Supplied text START

If I have learned nothing else about my bipolar II today, it is that I am certainly not the only one in similar circumstances who has found photography to be a healing past-time. Facebook is teeming today with some of the creative works of the bipolar support community.
Scrolling through various blogs and web sites I have also seen confirmed that we face many of the same risks to ourselves as my fellow survivors of childhood abuse, sexual and otherwise, most pointedly suicide. Which doesn’t make me suicidal. Just so you know. It’s just one of those options I have kept in my back pocket since it seemed clear, however wrong, that I would be dead of AIDS-related illness before the 90s were finished. Of course it’s also a tragic reality among those who suffer from post-traumatic stress disorder (PTSD), as we have heard about too often in connection with soldiers returning from Afghanistan or other battle-weary countries.
To be frank I am feeling very optimistic about my process right now. My p-doc is closely monitoring me as I add another “head med”, as I call them, to my cocktail of HIV, diabetes and bipolar medications. Spring has, for many years, been a time of hypomania which I used to refer to simply as an absence of depression. But it got much worse than a passive absence. When the cat (or black dog) is away, well…I played alot. Absent of depression, present with feelings I thought I could control, a deception of self that alcoholics often talk about, too.

Supplied text END

- Explore the material -
1. Swap "photography" for "painting" in the bipolar II passage, and give the stretch from "If I have learned" through "bipolar support community." again.
2. Write the next part of the bipolar II passage, picking up after its last sentence.

Dataset START

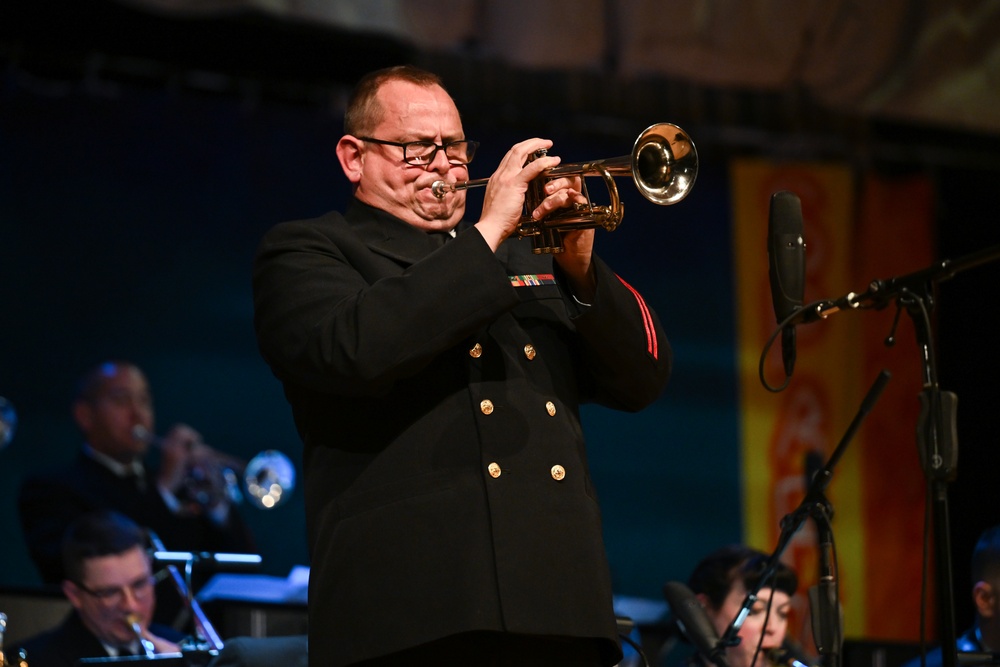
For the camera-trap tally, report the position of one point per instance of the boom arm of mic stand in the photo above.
(814, 501)
(204, 630)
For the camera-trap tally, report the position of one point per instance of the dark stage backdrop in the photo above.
(128, 220)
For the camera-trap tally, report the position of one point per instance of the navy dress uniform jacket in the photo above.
(69, 642)
(446, 479)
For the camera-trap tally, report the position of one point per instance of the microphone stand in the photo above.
(937, 439)
(204, 630)
(826, 628)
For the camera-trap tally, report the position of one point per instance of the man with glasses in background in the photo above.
(435, 372)
(109, 581)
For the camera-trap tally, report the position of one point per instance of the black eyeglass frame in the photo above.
(419, 160)
(112, 596)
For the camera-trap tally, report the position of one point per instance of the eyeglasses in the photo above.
(140, 590)
(423, 152)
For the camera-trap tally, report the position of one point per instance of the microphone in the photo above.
(786, 254)
(694, 622)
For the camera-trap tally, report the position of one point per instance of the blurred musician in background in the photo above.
(109, 582)
(114, 409)
(721, 582)
(984, 635)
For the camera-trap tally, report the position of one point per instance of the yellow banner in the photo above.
(786, 435)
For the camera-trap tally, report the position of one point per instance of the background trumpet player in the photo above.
(435, 371)
(113, 408)
(109, 582)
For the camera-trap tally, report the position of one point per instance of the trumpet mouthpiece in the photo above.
(439, 188)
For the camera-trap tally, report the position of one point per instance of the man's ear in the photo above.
(350, 152)
(983, 595)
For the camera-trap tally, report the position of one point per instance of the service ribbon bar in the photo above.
(532, 279)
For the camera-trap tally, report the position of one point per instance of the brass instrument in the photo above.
(268, 478)
(147, 646)
(663, 165)
(20, 660)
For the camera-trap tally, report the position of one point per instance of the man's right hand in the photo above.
(503, 202)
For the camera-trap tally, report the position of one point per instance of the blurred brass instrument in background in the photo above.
(663, 165)
(267, 479)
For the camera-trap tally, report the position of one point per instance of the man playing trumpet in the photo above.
(109, 581)
(113, 408)
(435, 371)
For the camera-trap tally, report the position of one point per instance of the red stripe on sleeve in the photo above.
(652, 345)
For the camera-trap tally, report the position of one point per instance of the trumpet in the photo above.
(663, 165)
(268, 478)
(147, 646)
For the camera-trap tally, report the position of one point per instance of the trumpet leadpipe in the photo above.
(147, 646)
(441, 188)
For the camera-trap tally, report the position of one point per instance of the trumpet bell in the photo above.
(269, 479)
(664, 164)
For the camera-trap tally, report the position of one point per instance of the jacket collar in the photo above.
(388, 235)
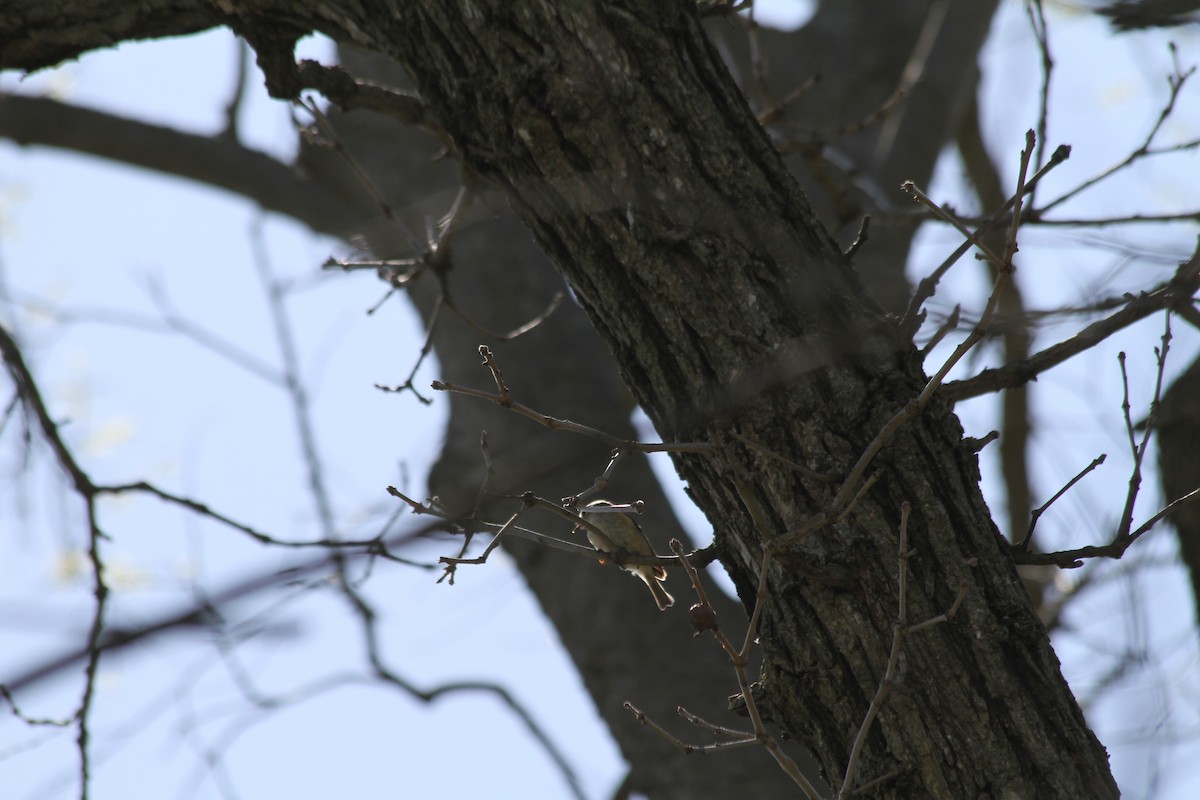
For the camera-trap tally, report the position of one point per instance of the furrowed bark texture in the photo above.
(625, 146)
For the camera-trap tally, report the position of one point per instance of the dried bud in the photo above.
(702, 618)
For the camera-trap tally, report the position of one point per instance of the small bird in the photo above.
(622, 533)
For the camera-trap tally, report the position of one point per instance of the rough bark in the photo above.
(623, 144)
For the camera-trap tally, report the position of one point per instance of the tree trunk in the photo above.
(624, 145)
(622, 142)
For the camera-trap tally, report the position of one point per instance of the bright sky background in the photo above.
(90, 238)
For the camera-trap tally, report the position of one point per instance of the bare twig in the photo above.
(504, 400)
(1042, 509)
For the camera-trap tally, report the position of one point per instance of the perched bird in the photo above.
(622, 533)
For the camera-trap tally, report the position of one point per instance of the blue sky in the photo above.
(90, 239)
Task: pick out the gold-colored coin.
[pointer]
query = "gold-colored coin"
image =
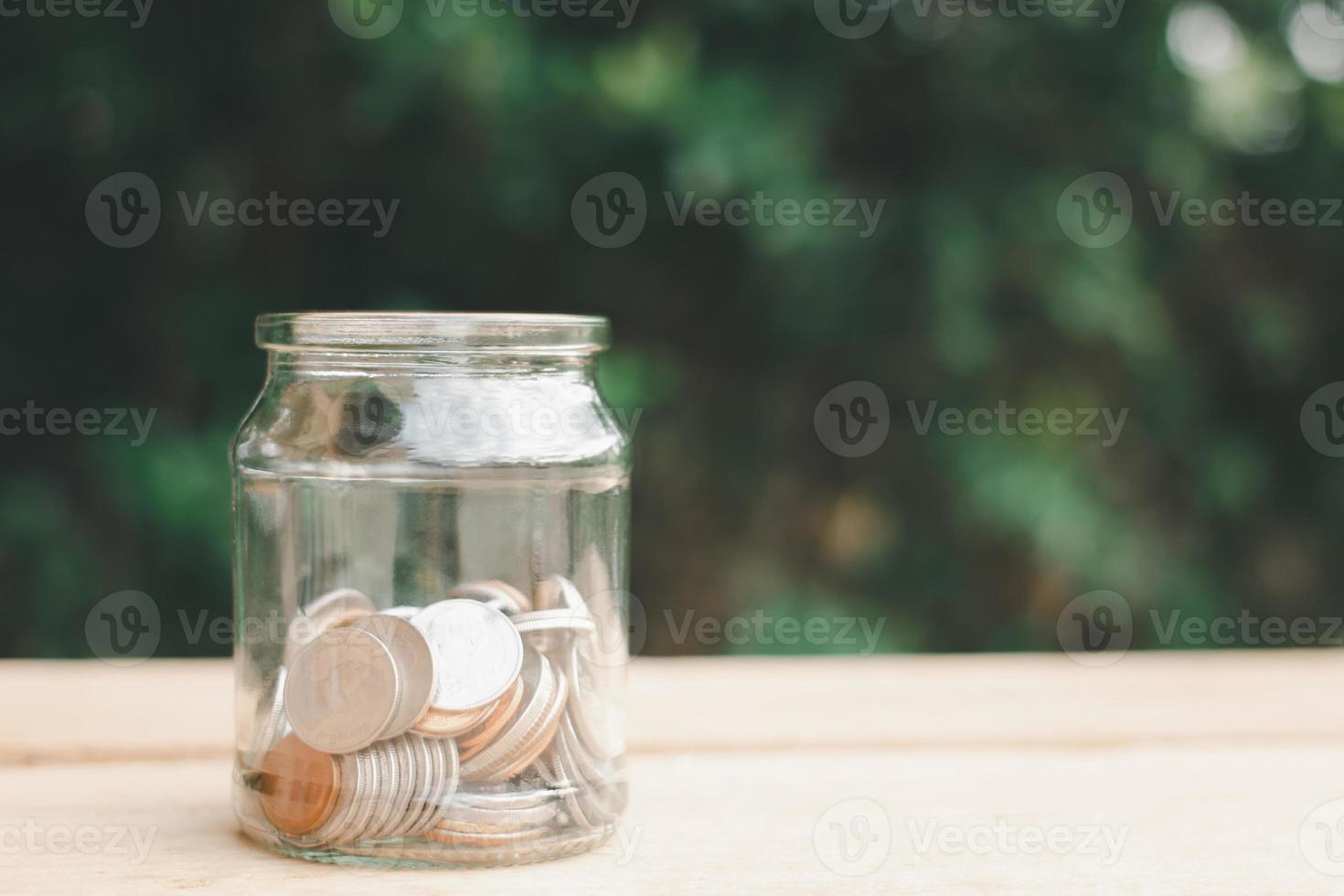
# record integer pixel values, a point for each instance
(299, 786)
(486, 731)
(440, 723)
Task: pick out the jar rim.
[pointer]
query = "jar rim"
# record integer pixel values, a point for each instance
(453, 332)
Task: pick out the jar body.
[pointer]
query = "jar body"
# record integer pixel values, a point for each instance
(429, 597)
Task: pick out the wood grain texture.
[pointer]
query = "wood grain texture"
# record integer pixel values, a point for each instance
(1201, 766)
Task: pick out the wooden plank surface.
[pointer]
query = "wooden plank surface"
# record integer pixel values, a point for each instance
(1183, 773)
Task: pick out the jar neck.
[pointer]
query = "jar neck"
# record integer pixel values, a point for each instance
(309, 363)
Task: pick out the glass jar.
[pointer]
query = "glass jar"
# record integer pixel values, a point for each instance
(431, 518)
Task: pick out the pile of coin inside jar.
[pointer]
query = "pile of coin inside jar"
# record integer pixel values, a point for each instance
(474, 727)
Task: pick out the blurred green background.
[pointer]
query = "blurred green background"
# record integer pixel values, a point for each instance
(968, 293)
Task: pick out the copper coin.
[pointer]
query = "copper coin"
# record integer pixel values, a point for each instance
(545, 733)
(486, 731)
(437, 723)
(299, 786)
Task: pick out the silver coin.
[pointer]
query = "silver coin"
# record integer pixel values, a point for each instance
(452, 775)
(595, 719)
(271, 723)
(496, 594)
(357, 779)
(588, 802)
(468, 818)
(577, 802)
(540, 689)
(558, 592)
(323, 613)
(477, 653)
(434, 766)
(385, 804)
(507, 838)
(406, 779)
(415, 664)
(507, 799)
(406, 784)
(343, 690)
(560, 620)
(366, 802)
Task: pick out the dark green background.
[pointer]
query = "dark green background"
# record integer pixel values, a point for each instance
(726, 337)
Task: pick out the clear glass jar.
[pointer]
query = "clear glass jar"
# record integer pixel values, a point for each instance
(431, 544)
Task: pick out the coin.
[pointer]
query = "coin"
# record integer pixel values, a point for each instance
(588, 805)
(557, 620)
(529, 729)
(477, 653)
(476, 739)
(271, 723)
(558, 592)
(414, 663)
(299, 786)
(494, 592)
(343, 690)
(594, 718)
(436, 723)
(436, 766)
(448, 778)
(472, 819)
(456, 838)
(340, 812)
(545, 731)
(366, 798)
(332, 610)
(389, 772)
(523, 795)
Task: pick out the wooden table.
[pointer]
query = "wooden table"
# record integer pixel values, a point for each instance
(1175, 773)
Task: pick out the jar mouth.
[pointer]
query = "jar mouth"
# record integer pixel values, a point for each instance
(436, 332)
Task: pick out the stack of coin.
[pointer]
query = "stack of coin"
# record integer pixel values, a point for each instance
(378, 716)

Dataset END

- Expected responses -
1.
If I have learned nothing else about my bipolar II today, it is that I am certainly not the only one in similar circumstances who has found painting to be a healing past-time. Facebook is teeming today with some of the creative works of the bipolar support community.

2.
I have often described the feeling of hearing the Bipolar II diagnosis, and the ways it fits me, as a day of sweet relief. It was difficult enough to live with a lifetime of, let’s say, ultimately poor decisions; I was glad to hear a biological explanation for them It doesn’t absolve me of everything but I have more compassion for myself and others.
Anyway the new med seems to be helping a lot. There are fewer sleepless nights, especially deliberately sleepless nights and I’m back on an even keel that I have experienced many times before on this journey.
Here is a series of three recent photographs taken here in Toronto, Canada, which I call Walking past colours
I’m very close to finishing the book Survivor – Auschwitz, The Death March and My Fight for Freedom by Sam Pivnik and some two-thirds of the way through I was jolted by this passage:
We could have run, could have made it, could have reached the welcoming arms of the British, who surely wouldn’t fire on scarecrows wearing the stripes of a concentration camp? But we didn’t. None of us. And it’s something I’ve read about since in the memoirs of other survivors. The years of terror, of barbed wire, of electric fences, they never leave you. You turn in on yourself, hiding in the only Hell you know. Why? Because out there, in those fields and woodlands, across the ploughed farmland of North Germany was a world I didn’t know at all. I was just thirteen when the Wehrmacht invaded my homeland and in a way my life had been put on hold ever since. In a word, I was too scared to run away.
Almost an entire shelf of my book cabinet is stocked with various accounts of the Holocaust, a collection I started with Primo Levi’s Survival in Auschwitz on the recommendation of a psychiatrist I was seeing for post-traumatic stress that followed a serious accident in 2003.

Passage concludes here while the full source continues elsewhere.